WHAT THE TASK ASKS: Reproduce every one of the records below verbatim.

[Block of data]
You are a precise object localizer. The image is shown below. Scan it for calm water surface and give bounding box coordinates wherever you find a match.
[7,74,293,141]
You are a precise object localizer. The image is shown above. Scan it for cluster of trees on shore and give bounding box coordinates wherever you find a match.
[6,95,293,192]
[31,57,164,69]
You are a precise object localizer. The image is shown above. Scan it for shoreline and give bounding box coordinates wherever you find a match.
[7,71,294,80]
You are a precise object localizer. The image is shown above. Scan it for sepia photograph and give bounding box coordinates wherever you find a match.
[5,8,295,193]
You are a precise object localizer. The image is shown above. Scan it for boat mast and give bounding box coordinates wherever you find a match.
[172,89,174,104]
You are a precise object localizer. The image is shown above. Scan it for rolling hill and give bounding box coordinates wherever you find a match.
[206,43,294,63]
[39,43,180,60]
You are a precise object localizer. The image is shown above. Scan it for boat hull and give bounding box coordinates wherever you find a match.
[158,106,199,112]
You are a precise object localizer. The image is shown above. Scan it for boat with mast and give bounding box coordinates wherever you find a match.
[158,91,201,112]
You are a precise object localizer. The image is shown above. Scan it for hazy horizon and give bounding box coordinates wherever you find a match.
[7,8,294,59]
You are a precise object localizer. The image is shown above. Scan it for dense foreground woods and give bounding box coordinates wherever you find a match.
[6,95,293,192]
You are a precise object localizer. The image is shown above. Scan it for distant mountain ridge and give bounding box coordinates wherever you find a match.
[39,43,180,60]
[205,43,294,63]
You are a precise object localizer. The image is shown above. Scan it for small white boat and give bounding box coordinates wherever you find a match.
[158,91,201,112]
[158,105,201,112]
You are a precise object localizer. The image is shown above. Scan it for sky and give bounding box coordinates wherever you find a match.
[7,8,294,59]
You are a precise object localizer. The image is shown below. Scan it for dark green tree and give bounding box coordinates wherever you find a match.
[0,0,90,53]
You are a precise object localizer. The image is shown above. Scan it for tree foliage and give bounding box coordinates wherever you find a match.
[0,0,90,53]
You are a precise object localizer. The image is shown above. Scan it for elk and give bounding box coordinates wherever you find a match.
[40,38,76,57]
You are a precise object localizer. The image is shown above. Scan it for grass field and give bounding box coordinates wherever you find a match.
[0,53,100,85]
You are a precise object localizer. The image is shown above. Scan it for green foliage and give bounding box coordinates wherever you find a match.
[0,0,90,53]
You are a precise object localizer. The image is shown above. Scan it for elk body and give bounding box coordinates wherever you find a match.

CORRECT RESULT:
You are a precise object localizer. The image is shown below. Scan it for calm water surface and give bounding box coordinates wherever you find a match.
[7,74,293,141]
You are a precise object localizer. The image is shown above. Scan it for cluster of trees on shore and give bounding box coordinates wherever you find a match.
[6,95,293,192]
[31,57,164,69]
You are a precise object localizer. The image is shown above. Scan it for shoreline and give bounding box coordinates wherever you find a match.
[7,71,294,80]
You are a precise object localizer. The image is shown above. Scan it for sepia photograph and give bounding box coordinates wherever you find a match.
[5,8,295,193]
You are a precise object localizer. The image is shown above. Scan it for boat mast and give bounding box coordinates wherever you find a match.
[172,89,174,104]
You are a precise object localizer. The image is shown above. Scan it for rolling hill and give bounding box coordinates wherever you find a match.
[206,43,294,63]
[39,43,180,60]
You are a precise object localizer. The image is shown above. Scan it for boat hull and give bounding box coordinates wherever you find a match.
[158,106,199,112]
You are a precise object localizer. The image is shown above. Scan it for boat with mast and give bounding box coordinates wherever you find a match.
[158,91,201,112]
You are a precise object localizer. The image is shown above. Scan it for hazy horizon and give bounding box coordinates wherever you find a match.
[7,8,294,59]
You are a precise object localizer. The image is shown above. Scan it for dense foreground woods and give bounding box coordinates wherever you find a match.
[6,95,293,192]
You are a precise object localizer. The image is shown above. Scan it for distant mountain ridge and give bounding box coordinates wherever you find a match.
[39,43,180,60]
[205,43,294,63]
You are a precise object localizer. The image is shown above. Scan it for small white boat and give bounding box coordinates wherever you find a match.
[158,91,201,112]
[158,105,201,112]
You are a precise object localizer. The image is shown above. Scan it for sky and give bounding box coordinates wherever you find a match.
[7,8,294,59]
You are a precise object localizer. The image is shown below. Scan it for dark green tree and give bounding box coordinates wherever you find a match.
[0,0,90,53]
You are a precise object localizer. The image is shown above. Scan it for tree foliage and give bounding box coordinates wherever you find a match.
[0,0,90,53]
You are a precise object localizer. The image is shown above. Scan it for elk and give bounding box coordinates wherever you find a match.
[40,38,76,57]
You are a precise object localizer. The image is shown above. Scan it for grass field and give bounding box coordinates wherever you find a match.
[0,53,100,85]
You are a precise object localizer. The image is shown above. Scan it for green foliage and give bounding box coordinates wherever you find a match.
[0,0,90,53]
You are a precise object localizer. The image is shown above. Scan it for elk body and give bounding box coordinates wherever you find a match.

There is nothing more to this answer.